Exercise: Retype everything from the line containing "of the small" down through the final line of the rows, copying each line without change.

Data shown:
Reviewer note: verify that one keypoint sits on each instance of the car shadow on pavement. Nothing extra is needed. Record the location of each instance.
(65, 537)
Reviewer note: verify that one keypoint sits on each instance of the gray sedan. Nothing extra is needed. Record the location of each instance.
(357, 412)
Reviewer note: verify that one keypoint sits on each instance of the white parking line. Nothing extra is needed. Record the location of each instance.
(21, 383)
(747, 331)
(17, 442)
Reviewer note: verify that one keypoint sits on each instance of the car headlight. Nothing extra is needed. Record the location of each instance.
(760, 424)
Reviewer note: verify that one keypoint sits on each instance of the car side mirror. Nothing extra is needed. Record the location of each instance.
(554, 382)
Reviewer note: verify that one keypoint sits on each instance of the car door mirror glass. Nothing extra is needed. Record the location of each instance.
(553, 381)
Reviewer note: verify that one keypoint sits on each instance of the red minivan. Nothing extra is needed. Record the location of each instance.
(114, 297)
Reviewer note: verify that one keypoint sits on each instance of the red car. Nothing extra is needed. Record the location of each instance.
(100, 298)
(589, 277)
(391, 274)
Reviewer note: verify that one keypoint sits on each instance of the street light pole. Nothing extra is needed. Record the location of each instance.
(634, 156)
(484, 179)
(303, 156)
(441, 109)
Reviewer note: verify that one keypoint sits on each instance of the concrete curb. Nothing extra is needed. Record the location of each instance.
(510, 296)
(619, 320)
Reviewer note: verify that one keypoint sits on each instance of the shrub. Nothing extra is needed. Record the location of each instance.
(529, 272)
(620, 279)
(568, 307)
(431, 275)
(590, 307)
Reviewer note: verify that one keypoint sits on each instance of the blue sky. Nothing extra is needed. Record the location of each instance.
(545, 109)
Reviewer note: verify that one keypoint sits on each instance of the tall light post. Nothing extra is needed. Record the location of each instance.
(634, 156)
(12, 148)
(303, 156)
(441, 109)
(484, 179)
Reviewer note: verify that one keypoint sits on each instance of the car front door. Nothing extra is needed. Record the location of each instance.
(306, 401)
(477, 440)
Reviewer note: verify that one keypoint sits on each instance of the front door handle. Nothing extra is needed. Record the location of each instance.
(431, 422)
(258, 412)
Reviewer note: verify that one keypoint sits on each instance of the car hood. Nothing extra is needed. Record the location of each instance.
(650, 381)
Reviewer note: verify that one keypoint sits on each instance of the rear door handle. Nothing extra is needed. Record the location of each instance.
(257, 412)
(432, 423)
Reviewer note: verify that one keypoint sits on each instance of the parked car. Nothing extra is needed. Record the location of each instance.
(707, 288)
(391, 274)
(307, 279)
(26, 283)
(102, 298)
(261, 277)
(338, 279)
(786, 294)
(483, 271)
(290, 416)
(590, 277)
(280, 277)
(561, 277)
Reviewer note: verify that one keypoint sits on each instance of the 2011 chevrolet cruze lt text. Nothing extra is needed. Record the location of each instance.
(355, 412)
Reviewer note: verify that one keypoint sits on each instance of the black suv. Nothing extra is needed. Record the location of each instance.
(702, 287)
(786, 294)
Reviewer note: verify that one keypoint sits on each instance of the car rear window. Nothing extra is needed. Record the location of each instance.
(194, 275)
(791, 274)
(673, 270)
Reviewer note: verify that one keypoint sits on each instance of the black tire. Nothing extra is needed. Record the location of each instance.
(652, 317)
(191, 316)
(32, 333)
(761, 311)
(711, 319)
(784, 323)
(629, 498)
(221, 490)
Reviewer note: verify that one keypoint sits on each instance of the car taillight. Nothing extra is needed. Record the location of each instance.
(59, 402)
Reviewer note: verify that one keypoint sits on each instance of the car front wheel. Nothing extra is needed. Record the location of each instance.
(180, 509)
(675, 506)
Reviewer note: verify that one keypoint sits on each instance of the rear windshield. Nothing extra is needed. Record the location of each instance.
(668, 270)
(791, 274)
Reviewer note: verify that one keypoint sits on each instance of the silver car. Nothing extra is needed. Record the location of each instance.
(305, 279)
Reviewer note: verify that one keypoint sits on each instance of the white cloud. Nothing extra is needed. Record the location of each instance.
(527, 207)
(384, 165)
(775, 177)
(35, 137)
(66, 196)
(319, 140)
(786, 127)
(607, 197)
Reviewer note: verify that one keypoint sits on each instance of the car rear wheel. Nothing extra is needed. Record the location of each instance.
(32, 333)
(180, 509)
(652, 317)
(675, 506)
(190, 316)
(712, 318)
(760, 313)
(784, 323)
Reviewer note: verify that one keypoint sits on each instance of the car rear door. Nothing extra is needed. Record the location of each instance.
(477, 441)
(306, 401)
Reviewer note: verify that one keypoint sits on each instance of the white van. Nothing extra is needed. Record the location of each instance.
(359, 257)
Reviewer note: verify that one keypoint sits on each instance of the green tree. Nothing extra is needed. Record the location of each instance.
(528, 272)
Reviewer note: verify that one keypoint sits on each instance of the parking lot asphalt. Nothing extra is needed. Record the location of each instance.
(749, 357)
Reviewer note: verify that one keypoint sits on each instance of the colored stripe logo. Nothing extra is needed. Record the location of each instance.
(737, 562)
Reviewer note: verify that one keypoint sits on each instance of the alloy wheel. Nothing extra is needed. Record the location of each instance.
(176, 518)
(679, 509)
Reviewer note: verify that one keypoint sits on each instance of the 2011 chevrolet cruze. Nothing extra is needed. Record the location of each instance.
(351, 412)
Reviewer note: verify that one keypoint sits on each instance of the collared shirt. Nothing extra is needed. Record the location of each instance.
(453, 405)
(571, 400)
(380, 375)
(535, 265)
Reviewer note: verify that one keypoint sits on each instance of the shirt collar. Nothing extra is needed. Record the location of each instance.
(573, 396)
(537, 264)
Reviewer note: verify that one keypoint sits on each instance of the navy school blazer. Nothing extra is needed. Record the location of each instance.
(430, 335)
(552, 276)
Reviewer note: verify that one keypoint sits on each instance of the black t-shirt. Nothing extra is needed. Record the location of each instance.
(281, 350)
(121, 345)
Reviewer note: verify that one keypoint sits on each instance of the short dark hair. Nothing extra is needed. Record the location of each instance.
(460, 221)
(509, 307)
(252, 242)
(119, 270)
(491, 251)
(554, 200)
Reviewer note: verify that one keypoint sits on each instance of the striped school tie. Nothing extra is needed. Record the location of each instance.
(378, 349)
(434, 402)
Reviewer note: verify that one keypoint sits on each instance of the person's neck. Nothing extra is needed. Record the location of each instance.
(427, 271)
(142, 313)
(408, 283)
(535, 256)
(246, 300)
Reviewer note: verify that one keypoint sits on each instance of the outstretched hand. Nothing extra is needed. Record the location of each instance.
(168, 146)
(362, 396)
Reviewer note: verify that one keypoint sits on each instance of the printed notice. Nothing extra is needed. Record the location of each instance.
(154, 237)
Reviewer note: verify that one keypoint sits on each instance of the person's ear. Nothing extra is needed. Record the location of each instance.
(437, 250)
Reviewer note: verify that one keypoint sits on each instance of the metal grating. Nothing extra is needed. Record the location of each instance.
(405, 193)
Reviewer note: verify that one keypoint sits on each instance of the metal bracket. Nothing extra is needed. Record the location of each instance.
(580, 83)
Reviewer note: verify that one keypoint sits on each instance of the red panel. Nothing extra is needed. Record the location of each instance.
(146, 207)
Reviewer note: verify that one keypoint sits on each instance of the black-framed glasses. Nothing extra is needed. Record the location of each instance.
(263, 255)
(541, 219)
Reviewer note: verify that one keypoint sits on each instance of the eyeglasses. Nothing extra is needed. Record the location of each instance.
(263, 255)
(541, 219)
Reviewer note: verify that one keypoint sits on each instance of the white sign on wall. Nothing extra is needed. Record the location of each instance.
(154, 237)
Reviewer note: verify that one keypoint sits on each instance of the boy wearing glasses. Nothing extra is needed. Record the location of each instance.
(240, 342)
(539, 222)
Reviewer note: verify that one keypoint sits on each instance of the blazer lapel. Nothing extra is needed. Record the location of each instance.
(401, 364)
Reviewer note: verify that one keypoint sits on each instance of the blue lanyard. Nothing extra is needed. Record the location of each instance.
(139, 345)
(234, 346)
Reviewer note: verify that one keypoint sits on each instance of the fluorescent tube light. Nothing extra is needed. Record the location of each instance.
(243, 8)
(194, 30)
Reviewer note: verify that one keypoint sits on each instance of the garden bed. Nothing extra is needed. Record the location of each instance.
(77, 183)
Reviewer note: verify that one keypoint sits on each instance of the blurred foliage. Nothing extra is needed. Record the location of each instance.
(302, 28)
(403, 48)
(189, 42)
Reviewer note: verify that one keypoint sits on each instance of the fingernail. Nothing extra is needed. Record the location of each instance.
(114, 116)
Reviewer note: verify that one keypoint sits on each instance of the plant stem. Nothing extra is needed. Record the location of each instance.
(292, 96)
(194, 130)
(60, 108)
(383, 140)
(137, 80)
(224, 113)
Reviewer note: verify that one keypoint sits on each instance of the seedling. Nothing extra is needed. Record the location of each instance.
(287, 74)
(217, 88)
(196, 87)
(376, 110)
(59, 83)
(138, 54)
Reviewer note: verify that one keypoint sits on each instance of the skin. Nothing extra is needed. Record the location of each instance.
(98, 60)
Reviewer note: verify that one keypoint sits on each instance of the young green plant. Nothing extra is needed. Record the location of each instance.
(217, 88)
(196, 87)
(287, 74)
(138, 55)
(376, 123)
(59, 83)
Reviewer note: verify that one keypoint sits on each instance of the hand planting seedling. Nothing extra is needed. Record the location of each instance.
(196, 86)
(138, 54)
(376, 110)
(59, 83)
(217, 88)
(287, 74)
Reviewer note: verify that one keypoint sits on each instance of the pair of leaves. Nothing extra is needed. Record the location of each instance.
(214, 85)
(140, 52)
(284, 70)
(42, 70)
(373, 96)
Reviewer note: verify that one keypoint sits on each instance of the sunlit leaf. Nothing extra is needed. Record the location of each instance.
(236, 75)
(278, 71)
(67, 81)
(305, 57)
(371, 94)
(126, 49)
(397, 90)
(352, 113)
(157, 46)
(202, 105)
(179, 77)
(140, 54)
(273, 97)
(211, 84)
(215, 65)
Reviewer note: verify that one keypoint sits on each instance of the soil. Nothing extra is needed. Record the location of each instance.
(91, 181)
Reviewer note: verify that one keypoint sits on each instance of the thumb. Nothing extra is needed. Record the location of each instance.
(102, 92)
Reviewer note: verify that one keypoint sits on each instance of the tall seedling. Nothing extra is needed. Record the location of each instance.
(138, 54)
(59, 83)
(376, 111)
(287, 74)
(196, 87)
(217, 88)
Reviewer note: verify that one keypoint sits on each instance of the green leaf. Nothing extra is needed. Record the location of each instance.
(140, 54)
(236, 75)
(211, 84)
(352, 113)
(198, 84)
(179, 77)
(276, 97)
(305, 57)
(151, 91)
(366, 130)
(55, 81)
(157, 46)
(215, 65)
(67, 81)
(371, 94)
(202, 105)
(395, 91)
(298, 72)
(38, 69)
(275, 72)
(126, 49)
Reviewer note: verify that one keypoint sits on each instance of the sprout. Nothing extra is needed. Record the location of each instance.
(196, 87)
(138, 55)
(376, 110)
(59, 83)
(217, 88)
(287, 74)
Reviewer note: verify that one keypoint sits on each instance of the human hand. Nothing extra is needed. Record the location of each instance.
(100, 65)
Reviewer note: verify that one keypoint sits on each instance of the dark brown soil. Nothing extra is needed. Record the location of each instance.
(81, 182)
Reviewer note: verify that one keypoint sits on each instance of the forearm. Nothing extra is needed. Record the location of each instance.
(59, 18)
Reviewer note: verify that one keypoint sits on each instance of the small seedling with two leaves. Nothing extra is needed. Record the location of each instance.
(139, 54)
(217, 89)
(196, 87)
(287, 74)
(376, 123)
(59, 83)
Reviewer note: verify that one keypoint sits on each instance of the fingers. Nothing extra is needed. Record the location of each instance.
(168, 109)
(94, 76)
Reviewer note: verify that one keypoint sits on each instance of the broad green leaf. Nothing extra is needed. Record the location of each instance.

Correct output:
Reviewer note: verify that one keypoint sits on each instance of the small seedling with two leaves. Nothing extra is needed. Record the location of each instance.
(139, 54)
(217, 89)
(196, 87)
(287, 74)
(376, 123)
(59, 83)
Reviewer note: verify that one keypoint sits on each instance of the fingers. Nothing extra is needed. Record the location of each instance.
(168, 109)
(94, 76)
Reviewer note: verify that one keypoint sits on each instance of the broad green leaf. Nothing extra is needed. Record the location of each instance.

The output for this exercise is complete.